Extracted data entries:
::::::::
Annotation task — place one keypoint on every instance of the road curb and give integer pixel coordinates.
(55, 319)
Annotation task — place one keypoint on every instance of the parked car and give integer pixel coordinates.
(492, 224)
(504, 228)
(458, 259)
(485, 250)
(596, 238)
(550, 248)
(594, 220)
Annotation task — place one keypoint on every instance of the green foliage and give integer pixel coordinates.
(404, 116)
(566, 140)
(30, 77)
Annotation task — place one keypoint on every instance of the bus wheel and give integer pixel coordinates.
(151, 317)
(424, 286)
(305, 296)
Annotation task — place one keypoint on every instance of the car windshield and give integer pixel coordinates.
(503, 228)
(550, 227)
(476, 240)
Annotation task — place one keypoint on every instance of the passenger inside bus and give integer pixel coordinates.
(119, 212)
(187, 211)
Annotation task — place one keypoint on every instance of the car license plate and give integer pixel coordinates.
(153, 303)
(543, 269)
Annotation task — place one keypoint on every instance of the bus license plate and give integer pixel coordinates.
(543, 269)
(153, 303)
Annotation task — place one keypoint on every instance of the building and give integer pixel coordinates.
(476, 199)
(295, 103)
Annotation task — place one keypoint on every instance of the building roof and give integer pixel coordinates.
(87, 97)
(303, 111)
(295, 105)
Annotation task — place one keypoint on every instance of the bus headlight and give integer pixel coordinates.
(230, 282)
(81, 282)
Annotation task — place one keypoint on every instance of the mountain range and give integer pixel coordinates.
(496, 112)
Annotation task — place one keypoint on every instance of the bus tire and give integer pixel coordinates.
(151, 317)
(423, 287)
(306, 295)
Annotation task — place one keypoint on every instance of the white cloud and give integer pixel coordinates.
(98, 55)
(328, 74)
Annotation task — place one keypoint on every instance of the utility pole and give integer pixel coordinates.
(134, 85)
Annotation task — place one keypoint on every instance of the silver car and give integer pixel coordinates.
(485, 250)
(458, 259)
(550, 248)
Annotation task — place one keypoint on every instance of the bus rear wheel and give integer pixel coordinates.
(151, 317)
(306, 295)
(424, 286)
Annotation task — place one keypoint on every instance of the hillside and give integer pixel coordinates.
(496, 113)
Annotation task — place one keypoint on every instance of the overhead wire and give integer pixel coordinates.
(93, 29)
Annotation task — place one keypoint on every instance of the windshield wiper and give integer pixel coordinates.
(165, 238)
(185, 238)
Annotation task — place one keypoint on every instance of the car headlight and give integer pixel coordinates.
::::::::
=== YOUR INSTRUCTIONS ===
Your task is to restate all of the records above word for word.

=== ANSWER BELOW ===
Annotation task — place one keypoint on every instance of the road curb and give integer pixel coordinates.
(55, 319)
Annotation task — place one keypoint on every instance of the parked car and give integer pixel coordinates.
(492, 224)
(504, 228)
(458, 259)
(485, 250)
(596, 238)
(550, 248)
(594, 220)
Annotation task — place one keypoint on every instance of the green foliage and give integer pixel coordinates.
(404, 116)
(566, 140)
(30, 77)
Annotation task — place one keypoint on every instance of the bus wheel and give integer pixel coordinates.
(151, 317)
(424, 286)
(305, 296)
Annotation task — place one keypoint on every instance of the car windshield and give integer pixel coordinates.
(503, 228)
(550, 227)
(476, 240)
Annotation task — place one keypoint on every instance of the passenger inside bus and give integer pixel coordinates.
(119, 212)
(187, 211)
Annotation task — place one keypoint on every instance of the car license plate and give integer pixel coordinates.
(153, 303)
(543, 269)
Annotation task — place one keypoint on every instance of the bus license plate and give integer pixel coordinates.
(543, 269)
(153, 303)
Annotation task — place one keypoint on every instance of the building and give integer pixel coordinates.
(476, 199)
(295, 103)
Annotation task — place one keypoint on every instance of the building roof and give integer pixel coordinates.
(87, 97)
(303, 111)
(295, 105)
Annotation task — place one keypoint on every instance of the bus headlight and give integer pixel coordinates.
(230, 282)
(81, 282)
Annotation task — place one keypoint on every instance of the mountain range and give integer pixel coordinates.
(496, 112)
Annotation task — place one keypoint on every instance of the bus tire and give integer pixel coordinates.
(151, 317)
(423, 287)
(306, 295)
Annotation task — place one keypoint on every instance of the white cloud and give integer pixel coordinates.
(98, 55)
(328, 74)
Annotation task — place one keypoint on every instance of the utility pole and give integer pixel coordinates.
(134, 85)
Annotation task — place one keypoint on every instance of the silver car and give integer pixel coordinates.
(485, 250)
(458, 259)
(550, 248)
Annotation task — place one keypoint on every instance of the bus rear wheel and give integer pixel coordinates.
(151, 317)
(306, 295)
(424, 286)
Annotation task — place one keypoint on every instance of the hillside and give integer pixel coordinates.
(496, 113)
Annotation task — place one keypoint on every instance of the overhead wire and give integer pixel coordinates.
(93, 29)
Annotation task — place one keypoint on every instance of the windshield wiper and give integer pixel coordinates.
(165, 238)
(185, 238)
Annotation task — place one keypoint on every instance of the car headlight and give integer pixel coordinates.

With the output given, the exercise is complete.